— GOAL —
All of the material below is to be restated word for word, apart from the pictures.

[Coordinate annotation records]

+++++

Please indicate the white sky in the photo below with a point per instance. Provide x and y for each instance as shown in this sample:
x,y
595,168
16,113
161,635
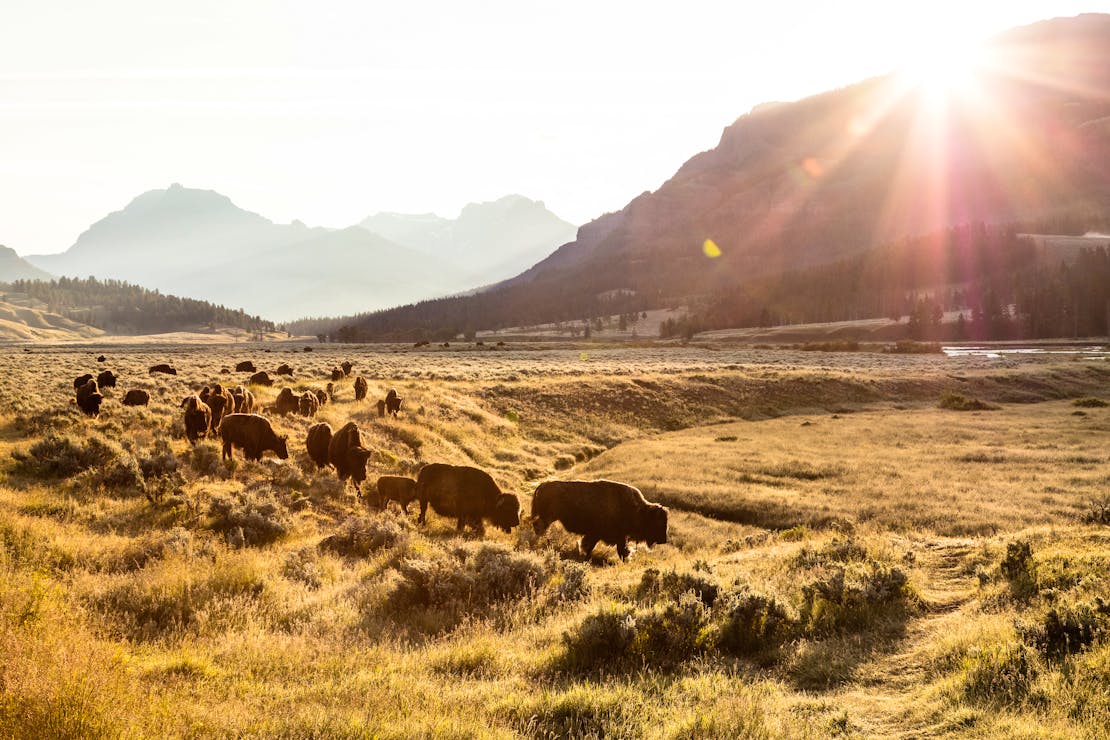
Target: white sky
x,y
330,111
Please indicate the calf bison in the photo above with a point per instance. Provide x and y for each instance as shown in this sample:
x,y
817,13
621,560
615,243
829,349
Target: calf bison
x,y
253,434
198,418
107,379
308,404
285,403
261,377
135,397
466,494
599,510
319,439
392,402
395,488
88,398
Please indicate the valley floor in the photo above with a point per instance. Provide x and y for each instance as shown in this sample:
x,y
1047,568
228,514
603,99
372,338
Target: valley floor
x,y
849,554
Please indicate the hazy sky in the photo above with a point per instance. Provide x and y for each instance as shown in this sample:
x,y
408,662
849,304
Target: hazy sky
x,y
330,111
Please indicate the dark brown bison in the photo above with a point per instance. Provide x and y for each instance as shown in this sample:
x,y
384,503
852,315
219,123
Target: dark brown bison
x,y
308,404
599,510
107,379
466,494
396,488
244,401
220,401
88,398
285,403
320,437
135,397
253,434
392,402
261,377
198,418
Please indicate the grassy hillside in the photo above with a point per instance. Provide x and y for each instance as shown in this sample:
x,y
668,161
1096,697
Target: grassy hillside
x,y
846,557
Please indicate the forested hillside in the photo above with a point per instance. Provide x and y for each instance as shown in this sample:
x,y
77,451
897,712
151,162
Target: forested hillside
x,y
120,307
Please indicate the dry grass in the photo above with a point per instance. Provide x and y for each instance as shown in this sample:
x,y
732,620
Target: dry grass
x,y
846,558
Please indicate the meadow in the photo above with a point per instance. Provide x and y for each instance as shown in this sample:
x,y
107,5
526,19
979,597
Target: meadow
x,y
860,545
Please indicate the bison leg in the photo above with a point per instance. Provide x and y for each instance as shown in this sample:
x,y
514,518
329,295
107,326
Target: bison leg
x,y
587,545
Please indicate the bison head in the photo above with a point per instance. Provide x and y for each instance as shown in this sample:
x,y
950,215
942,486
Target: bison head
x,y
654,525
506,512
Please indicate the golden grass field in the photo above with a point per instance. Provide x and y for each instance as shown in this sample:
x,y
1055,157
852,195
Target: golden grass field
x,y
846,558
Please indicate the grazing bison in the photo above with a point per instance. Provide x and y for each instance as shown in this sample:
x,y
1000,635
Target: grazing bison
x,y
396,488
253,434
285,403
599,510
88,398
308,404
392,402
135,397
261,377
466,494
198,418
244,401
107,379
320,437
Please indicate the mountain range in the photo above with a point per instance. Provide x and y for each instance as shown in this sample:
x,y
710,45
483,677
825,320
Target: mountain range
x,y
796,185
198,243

+++++

— SOLUTION FOR THIS EXERCISE —
Please indicate the white sky in the photo below with a point per instance. Provide x and y for each instance as shown in this sample:
x,y
595,168
16,113
161,635
Target: white sky
x,y
330,111
Please indicate the calf bison in the photo above with a point per instance. Provide x and y for each instance as shown in this sample:
x,y
817,13
621,560
615,243
829,349
Target: calf bison
x,y
253,434
198,418
107,379
308,404
285,403
261,377
135,397
466,494
599,510
319,439
392,402
395,488
88,398
Please indicate the valley floor in the photo above with a point per instance. Provide x and y for each instance as shown in this sample:
x,y
1047,568
228,514
603,99
372,338
Target: valley floor
x,y
849,554
Please indicate the hazy sky in the photo above with a point per instance. Provide x and y for each instance as shown in this sample:
x,y
408,662
849,304
Target: hazy sky
x,y
330,111
Please indicate the dark brown bison in the photo above with a point per instance. Provide x and y for each instance as shown in this sample:
x,y
384,503
852,315
219,123
Target: dark brown bison
x,y
308,404
599,510
107,379
466,494
396,488
244,401
220,401
88,398
285,403
320,437
135,397
253,434
392,402
261,377
198,418
Please indicate the grassy hillside in the photo above with a point per instance. Provide x and y for each instance as shown in this sample:
x,y
668,161
1096,697
Target: grassy hillside
x,y
846,557
Please indicate the forested hillside in the photo above with a point per instance. Provide x and y for each instance as shown in this sample:
x,y
77,451
897,712
151,162
Target: forested hillside
x,y
120,307
Please indicate the dry grass in the photo above with a point per instance. Provide x and y for each instance as shown in this sample:
x,y
732,620
Target: dry grass
x,y
846,558
Please indicate the meadow in the photo above with a point per instance. Provide x and y for each instance as shown in this sample:
x,y
107,5
526,19
979,597
Target: meadow
x,y
860,545
Please indicate the bison leg in the photo above with a point per instance. Provide x and y for each instance as shown in this sample:
x,y
514,518
329,295
107,326
Target: bison leg
x,y
587,545
Please indicate the bison head in the photo above with a point per instance. Provide x and y for each instance as shown in this sample:
x,y
950,215
942,486
Target: bison head
x,y
654,525
506,512
Please indicate the golden grass field in the photo above with a point per instance. Provide x and y for each instance as shown in this sample:
x,y
1055,157
852,195
Target: golden grass field
x,y
846,558
Please indicate the grazing bison in the photo above with a point per instance. Provide x and y for each instance as shown in this sample:
x,y
1000,635
Target: grazing bison
x,y
396,488
253,434
285,403
599,510
88,398
308,404
392,402
135,397
261,377
466,494
198,418
244,401
107,379
320,437
Please indicate the mountain range in the photo above with a point per instance. Provide x and y for each instance as shown in this sample:
x,y
710,45
483,677
825,320
Target: mountain range
x,y
796,185
198,243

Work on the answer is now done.